Task instructions:
- A) Answer these questions from the blog post about the Guardian stories, one answer per line, marked the same way:
(i) Where is the writer spending the weekend?
(ii) In which company did the Church of England sell its stake?
(iii) Whom did the delegation from the Board of Deputies of British Jews meet?
- B) List every organization or publication that the blog post about the Guardian stories mentions by name.
- C) Extend the blog post about the Guardian stories, picking up after its final sentence.

Selected text:

━━━

I've been suffering from the Pepys Paradox again lately - so much interesting stuff has been going on that I've had no time to write about it. I'm now in Bangor for the weekend, so I'm going to work on a few entries.

But first I need to finish off some work. I'm in Scotland the week after next and I need to work up a frontlog, if you see what I mean. Before I do, I really must report on a couple of stories in today's Guardian.

First up: as you may be aware, the Church of England has actually done something useful. That would be news in itself, but the reaction has been far funnier. The CofE has flogged its stake in Caterpillar, Inc. because it doesn't like bankrolling the people who make the bulldozers than knock down Palestinian homes. So far, so good. But gormless Chief Rabbi Jonathan Sacks has been moaning about this in the Jewish Chronicle, claiming that being deprived of shelter and security and/or being crushed under the tracks of earth moving machinery is actually good for small Palestinian children (or something like that - who really listens in detail to religious leaders? It's all 'God this, God that' - no bloody wonder we all switch off.)

The funniest bit of Doc Sacks' wrath was directed against the Guardian itself. Not long ago, the paper published a couple of features comparing Israeli treatment of Palestinians to the old South African policy of Apartheid. Apparently:
A delegation from the Board of Deputies of British Jews met [Guardian] editor Alan Rusbridger to express concern that the articles would increase anti-semitic attacks.

━━━

Data extract:
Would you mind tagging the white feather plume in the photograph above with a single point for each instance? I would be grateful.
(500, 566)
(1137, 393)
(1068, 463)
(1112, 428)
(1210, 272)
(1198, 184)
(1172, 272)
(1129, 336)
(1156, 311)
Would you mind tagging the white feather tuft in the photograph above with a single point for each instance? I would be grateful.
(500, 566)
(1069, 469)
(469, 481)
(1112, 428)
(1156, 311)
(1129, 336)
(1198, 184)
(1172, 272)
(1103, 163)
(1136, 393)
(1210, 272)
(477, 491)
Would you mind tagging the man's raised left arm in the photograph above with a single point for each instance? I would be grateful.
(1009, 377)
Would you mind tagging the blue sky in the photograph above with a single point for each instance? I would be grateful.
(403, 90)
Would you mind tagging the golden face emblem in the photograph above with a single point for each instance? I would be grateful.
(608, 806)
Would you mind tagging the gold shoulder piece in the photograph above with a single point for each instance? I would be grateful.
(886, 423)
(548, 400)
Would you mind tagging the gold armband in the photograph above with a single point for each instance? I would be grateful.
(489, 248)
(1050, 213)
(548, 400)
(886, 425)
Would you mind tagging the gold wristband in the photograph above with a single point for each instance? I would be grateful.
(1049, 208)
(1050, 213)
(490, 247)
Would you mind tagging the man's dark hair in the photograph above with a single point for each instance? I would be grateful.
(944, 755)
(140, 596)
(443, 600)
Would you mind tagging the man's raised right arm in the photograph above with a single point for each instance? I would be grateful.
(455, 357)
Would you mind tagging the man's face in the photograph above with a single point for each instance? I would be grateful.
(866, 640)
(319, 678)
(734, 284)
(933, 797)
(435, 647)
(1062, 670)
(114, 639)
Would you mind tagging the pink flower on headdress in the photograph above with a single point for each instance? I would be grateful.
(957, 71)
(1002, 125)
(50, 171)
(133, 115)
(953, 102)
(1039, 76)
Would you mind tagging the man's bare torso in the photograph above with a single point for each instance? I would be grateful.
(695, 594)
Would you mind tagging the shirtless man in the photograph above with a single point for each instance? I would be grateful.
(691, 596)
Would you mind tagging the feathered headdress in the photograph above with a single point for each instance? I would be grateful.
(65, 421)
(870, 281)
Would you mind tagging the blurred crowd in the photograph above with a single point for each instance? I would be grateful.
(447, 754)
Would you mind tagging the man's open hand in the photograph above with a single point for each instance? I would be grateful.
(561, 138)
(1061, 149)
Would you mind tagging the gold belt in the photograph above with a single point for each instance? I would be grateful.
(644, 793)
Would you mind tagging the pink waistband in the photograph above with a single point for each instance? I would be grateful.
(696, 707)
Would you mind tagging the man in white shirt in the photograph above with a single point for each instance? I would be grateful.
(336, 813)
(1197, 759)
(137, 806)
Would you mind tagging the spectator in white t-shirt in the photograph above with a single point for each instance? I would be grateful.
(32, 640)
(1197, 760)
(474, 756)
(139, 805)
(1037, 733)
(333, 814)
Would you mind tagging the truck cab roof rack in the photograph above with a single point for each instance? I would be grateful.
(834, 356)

━━━

Results for the exercise:
- A)
(i) Bangor
(ii) Caterpillar, Inc.
(iii) Guardian editor Alan Rusbridger

- B)
the Guardian
the Church of England
Caterpillar, Inc.
the Jewish Chronicle
the Board of Deputies of British Jews

- C)
I can almost see it: loosely-organised battalions of Guardian readers, crazed on uppers and death metal, all lacing up their bovver boots, putting on their Nazi armbands and rushing out to torch the nearest synagogue. It's a vision from hell and it could come true.

The other top story concerns former nurse Christine Mitchelson, who has been struck off the nursing register after she
put a patient's glass eye in a ward sister's drink [..and..] painted a smiley face on another patient's fist-sized hernia...
Given my recent experiences with the NHS - shortly to be described - I have to admit that she doesn't sound as if she's cut out to be a ministering angel. But forget that. Let's get out the Comedy Register and, by golly, strike her name on it in big, red letters. It's not often we meet genius anymore.